**Directions for this task**.
Reading the listing that follows, count the lines where "water" appears, and answer with only that count.

*** Opening Extracted information ***

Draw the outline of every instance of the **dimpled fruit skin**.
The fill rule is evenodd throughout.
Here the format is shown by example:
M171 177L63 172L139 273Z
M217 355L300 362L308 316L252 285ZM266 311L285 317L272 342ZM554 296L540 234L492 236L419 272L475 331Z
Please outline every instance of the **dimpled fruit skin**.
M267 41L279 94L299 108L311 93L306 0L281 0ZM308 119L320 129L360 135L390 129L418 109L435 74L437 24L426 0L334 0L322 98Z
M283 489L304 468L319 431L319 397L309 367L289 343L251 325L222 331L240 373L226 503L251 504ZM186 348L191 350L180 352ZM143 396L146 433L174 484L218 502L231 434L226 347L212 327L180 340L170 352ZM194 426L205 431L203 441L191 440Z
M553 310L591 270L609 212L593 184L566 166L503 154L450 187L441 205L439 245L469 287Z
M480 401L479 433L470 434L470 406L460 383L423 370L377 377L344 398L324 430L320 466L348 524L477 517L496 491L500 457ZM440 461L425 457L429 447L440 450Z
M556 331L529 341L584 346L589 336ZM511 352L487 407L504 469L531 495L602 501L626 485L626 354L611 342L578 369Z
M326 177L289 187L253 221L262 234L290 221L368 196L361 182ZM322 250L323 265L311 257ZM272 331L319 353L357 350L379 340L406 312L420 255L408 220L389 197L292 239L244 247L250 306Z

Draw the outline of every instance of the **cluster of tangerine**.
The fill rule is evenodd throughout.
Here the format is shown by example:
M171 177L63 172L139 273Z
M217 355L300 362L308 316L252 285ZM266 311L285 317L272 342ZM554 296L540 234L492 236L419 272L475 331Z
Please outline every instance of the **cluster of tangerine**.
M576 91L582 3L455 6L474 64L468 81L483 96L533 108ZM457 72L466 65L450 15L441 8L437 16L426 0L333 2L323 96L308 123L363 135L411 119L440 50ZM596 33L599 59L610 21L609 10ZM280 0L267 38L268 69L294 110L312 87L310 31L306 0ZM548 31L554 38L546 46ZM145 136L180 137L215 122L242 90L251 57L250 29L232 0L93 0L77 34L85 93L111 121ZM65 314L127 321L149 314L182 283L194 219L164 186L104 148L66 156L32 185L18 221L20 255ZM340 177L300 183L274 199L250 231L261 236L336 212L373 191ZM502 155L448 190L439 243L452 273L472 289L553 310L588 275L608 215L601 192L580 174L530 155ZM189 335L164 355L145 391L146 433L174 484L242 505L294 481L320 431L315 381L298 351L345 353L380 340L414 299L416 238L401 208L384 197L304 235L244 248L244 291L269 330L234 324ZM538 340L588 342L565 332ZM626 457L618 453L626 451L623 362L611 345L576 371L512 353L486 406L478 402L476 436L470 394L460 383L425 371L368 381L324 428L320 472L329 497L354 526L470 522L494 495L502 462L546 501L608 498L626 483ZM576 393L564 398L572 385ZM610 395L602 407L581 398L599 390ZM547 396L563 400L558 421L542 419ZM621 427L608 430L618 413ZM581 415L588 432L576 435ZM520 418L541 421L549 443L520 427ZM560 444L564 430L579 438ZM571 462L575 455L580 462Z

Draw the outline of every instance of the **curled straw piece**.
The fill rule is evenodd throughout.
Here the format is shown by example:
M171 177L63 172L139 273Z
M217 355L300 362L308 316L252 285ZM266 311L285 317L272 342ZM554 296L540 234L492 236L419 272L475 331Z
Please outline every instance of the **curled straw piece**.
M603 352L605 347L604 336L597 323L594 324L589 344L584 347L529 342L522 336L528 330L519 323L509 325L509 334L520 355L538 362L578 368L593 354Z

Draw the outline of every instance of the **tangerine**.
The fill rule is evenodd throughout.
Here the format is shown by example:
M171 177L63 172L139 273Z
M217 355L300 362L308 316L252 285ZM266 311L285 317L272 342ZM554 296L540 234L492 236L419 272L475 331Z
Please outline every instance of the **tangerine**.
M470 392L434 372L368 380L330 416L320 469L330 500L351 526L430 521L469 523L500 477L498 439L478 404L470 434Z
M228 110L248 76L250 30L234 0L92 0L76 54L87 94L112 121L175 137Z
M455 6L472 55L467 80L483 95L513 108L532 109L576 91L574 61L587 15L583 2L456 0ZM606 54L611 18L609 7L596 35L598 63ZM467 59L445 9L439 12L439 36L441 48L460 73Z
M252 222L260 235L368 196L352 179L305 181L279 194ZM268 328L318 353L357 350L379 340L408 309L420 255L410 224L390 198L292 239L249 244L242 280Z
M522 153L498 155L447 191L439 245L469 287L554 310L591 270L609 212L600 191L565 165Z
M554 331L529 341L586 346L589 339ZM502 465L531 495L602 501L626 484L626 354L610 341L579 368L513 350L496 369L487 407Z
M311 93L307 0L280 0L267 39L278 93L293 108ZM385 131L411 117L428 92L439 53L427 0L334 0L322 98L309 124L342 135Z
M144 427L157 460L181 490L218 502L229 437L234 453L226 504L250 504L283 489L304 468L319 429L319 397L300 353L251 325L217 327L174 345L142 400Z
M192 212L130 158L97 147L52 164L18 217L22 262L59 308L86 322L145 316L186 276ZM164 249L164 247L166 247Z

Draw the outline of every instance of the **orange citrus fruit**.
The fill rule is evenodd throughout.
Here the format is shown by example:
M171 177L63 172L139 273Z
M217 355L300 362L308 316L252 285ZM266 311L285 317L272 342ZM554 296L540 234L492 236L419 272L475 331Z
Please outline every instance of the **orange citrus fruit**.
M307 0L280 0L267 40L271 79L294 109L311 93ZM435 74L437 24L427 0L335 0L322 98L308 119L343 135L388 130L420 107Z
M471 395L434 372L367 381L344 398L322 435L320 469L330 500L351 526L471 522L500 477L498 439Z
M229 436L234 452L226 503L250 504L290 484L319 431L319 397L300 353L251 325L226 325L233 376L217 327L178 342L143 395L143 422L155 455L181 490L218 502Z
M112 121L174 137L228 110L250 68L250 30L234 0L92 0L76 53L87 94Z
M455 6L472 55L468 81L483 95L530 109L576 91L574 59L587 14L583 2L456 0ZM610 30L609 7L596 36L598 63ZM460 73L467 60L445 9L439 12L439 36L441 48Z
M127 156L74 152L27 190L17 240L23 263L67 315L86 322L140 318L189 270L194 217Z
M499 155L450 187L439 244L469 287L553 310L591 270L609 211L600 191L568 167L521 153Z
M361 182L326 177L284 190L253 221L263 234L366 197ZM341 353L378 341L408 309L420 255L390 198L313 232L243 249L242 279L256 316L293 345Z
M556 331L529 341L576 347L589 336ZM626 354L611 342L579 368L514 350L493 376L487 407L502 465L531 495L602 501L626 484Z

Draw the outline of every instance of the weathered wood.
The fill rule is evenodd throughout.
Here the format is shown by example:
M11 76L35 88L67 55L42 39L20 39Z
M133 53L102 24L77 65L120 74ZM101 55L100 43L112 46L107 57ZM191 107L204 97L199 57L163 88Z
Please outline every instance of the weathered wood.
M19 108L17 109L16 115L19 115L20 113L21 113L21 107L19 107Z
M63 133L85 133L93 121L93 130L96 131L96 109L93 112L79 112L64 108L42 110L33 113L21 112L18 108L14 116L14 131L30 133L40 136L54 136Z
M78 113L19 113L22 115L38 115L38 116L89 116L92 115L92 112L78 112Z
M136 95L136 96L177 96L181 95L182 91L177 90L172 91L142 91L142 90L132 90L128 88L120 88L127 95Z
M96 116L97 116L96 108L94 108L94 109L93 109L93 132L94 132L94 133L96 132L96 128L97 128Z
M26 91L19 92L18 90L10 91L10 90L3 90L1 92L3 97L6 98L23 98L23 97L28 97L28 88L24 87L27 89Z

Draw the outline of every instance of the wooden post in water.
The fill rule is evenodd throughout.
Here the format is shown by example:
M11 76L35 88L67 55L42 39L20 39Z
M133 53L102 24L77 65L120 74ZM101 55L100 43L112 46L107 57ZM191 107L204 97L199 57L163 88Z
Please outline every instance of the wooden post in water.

*** Closing Extracted information ***

**Exercise solution**.
2